◆ **GIVEN PROBLEM**
From the technical notes on the uploader circuit breaker and the Glue database copy, reproduce the passage between "5. AWS Glue" and "folder_taggings, label_categories, etc.", inclusive.

◆ **TEXT PROVIDED**
+ + + + + + +
4. Circuit Breaker for Uploader Communication

Decision: UploaderCoordinator implements a circuit breaker pattern when messaging the Nutrient uploader orchestrator.

CLOSED state (normal):
  → Send messages to uploader queue
  → On failure: increment failure counter
  → If failures >= 5: transition to OPEN

OPEN state (circuit tripped):
  → Reject messages immediately (don't attempt send)
  → After 30s timeout: transition to HALF_OPEN

HALF_OPEN state (testing):
  → Allow one test message
  → If success: transition to CLOSED
  → If failure: transition back to OPEN

Why: The Nutrient uploader is a separate module with its own queue and scaling constraints. If it's overwhelmed or down, the circuit breaker prevents the exchanger from flooding it with messages and consuming its own Lambda concurrency on retries.

5. AWS Glue for Bulk Database Copy

Decision: Use PySpark Glue job for bulk database ETL rather than per-record Lambda processing.

Glue Job (script.py):
  Source DB: {DB_NAME_PREFIX}_{source_case_id}
  Target DB: {DB_NAME_PREFIX}_{destination_case_id}

  Tables copied: documents, document_variants, exhibits,
    label_category_labels, custom_field_values, custodians,
    custodian_exhibits, confidentiality_codes, confidentiality_logs,
    relevancy_logs, folder_tags, folder_taggings, label_categories, etc.
+ + + + + + +
(Data extracted from a collection)

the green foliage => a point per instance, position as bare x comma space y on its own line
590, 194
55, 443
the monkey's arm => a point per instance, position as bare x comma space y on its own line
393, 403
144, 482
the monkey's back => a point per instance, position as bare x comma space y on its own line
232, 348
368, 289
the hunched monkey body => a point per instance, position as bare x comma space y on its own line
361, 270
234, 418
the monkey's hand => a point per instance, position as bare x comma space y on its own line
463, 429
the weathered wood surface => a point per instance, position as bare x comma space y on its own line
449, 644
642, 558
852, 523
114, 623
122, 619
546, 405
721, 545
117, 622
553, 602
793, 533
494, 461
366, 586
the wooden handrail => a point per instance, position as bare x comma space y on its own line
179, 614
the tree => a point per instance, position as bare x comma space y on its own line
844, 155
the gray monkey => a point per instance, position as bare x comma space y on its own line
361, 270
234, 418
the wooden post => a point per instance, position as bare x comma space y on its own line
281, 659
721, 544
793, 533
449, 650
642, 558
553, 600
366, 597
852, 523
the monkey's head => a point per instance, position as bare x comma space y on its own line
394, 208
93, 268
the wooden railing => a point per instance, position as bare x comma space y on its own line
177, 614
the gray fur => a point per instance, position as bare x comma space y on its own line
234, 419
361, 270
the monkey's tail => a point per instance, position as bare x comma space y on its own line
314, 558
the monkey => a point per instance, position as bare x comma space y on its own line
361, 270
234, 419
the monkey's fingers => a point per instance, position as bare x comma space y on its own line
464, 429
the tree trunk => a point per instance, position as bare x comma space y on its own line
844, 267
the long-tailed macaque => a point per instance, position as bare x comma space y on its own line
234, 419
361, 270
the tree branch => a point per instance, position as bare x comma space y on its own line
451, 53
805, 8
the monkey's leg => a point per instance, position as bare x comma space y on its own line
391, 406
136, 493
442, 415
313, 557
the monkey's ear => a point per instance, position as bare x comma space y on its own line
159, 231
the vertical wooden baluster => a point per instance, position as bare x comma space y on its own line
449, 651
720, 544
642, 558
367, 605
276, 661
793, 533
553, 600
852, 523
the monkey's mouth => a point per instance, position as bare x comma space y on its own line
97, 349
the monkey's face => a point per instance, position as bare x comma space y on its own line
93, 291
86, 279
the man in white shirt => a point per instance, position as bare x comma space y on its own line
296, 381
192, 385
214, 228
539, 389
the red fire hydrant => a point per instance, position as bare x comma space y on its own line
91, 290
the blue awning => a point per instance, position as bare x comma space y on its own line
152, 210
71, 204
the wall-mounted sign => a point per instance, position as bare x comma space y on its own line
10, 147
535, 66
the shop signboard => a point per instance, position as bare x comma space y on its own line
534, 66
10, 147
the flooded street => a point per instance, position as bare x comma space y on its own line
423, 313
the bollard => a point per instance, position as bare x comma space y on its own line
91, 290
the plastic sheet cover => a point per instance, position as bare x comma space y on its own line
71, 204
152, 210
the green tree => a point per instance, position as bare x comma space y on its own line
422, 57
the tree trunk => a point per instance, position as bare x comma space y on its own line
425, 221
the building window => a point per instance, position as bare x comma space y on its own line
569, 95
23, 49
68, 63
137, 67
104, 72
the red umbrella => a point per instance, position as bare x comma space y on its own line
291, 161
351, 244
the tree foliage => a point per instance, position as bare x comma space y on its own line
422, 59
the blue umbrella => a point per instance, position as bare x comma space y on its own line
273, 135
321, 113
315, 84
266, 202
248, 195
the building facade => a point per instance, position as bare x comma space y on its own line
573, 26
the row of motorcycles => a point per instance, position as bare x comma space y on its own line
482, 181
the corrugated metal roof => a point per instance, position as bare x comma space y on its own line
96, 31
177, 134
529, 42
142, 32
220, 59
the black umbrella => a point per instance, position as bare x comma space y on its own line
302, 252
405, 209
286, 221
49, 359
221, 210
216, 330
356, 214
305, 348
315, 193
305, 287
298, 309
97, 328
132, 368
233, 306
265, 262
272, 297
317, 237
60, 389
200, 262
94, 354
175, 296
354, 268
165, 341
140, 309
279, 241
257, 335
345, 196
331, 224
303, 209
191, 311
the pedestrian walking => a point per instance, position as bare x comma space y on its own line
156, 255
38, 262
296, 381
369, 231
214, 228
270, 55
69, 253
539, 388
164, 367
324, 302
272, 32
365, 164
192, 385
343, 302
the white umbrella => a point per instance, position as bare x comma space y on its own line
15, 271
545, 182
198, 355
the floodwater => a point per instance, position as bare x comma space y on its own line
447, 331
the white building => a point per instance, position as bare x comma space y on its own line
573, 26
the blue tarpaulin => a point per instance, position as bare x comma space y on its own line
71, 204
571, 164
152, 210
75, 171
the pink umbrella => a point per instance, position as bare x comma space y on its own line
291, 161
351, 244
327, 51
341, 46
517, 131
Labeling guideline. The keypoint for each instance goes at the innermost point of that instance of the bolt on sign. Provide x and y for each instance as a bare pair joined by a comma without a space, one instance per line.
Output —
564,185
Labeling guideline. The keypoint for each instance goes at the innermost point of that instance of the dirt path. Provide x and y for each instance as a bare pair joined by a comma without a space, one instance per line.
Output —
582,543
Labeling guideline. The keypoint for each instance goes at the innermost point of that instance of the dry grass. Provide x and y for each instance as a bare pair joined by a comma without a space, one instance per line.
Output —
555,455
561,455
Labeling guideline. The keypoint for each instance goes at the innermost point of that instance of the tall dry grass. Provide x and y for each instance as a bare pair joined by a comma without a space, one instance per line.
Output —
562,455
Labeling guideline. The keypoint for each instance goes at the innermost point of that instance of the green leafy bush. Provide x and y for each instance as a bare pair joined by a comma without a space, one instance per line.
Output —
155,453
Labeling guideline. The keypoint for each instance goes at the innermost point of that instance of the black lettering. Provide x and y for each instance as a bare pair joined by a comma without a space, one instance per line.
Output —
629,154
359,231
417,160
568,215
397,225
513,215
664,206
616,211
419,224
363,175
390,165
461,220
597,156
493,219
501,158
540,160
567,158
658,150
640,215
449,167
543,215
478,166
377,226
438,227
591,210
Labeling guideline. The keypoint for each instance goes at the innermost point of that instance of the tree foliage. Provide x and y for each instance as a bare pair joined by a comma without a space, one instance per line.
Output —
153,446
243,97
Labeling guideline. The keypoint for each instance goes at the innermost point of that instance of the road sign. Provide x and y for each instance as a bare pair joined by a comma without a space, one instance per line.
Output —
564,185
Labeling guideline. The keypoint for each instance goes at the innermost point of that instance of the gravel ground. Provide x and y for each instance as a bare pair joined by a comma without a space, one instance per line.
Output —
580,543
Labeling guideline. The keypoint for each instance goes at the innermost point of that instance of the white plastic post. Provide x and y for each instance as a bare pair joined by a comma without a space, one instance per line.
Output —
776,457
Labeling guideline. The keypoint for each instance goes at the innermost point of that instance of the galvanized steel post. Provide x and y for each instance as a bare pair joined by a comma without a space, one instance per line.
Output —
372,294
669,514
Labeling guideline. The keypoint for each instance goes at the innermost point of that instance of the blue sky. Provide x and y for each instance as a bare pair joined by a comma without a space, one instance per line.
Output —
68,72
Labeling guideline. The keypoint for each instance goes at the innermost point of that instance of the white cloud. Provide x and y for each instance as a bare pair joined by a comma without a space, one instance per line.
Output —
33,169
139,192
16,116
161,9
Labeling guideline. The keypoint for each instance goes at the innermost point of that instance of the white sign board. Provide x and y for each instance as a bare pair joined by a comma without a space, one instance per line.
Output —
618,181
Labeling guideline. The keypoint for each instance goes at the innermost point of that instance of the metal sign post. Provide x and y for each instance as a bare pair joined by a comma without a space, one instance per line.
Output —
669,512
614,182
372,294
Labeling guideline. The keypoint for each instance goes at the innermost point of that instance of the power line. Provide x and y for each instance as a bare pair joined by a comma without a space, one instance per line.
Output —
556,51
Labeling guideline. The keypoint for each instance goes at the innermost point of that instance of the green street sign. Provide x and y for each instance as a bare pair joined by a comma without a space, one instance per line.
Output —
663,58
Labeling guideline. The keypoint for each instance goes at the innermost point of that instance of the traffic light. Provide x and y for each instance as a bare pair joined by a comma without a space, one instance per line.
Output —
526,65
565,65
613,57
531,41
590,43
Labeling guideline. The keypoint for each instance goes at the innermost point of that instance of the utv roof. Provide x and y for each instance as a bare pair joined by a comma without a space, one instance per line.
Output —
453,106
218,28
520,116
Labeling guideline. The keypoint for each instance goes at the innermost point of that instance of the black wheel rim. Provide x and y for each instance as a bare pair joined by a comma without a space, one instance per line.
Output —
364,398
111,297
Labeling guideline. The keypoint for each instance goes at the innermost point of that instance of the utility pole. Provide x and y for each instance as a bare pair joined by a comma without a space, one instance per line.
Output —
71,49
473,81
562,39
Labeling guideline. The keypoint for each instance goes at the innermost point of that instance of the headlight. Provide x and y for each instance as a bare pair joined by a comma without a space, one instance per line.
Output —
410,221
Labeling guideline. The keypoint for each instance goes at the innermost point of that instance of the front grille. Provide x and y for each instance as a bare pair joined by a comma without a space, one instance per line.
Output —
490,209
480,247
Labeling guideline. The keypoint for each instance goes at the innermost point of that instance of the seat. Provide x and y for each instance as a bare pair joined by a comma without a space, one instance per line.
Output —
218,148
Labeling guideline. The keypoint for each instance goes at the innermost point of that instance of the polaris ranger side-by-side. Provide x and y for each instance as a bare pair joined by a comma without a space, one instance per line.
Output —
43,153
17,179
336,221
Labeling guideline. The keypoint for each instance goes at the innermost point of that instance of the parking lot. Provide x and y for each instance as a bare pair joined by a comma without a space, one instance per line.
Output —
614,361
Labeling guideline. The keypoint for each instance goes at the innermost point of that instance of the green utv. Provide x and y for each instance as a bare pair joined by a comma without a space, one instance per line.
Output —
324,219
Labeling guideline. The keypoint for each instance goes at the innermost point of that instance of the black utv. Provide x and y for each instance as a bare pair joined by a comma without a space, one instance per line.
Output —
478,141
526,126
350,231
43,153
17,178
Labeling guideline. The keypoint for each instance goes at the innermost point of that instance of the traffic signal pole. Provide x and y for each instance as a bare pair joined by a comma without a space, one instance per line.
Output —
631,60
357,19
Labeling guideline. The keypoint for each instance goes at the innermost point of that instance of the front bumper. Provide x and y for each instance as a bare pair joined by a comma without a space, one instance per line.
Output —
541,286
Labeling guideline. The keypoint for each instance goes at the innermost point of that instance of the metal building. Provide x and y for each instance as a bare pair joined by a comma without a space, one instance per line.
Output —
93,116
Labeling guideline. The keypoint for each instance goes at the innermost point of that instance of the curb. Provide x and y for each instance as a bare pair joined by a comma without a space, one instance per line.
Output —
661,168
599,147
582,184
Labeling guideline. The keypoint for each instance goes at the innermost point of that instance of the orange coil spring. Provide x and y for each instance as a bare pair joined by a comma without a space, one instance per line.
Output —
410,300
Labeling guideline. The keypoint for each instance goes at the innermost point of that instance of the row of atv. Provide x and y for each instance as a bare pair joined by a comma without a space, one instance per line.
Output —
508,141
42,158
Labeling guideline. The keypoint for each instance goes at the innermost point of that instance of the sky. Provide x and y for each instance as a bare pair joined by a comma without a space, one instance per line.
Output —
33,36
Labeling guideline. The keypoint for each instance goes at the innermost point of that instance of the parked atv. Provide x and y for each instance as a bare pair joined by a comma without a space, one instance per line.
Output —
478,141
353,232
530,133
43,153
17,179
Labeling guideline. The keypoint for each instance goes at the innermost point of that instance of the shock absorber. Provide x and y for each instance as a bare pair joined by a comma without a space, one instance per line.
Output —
+ + + + + + +
◆ **THE OUTPUT**
5. AWS Glue for Bulk Database Copy

Decision: Use PySpark Glue job for bulk database ETL rather than per-record Lambda processing.

Glue Job (script.py):
  Source DB: {DB_NAME_PREFIX}_{source_case_id}
  Target DB: {DB_NAME_PREFIX}_{destination_case_id}

  Tables copied: documents, document_variants, exhibits,
    label_category_labels, custom_field_values, custodians,
    custodian_exhibits, confidentiality_codes, confidentiality_logs,
    relevancy_logs, folder_tags, folder_taggings, label_categories, etc.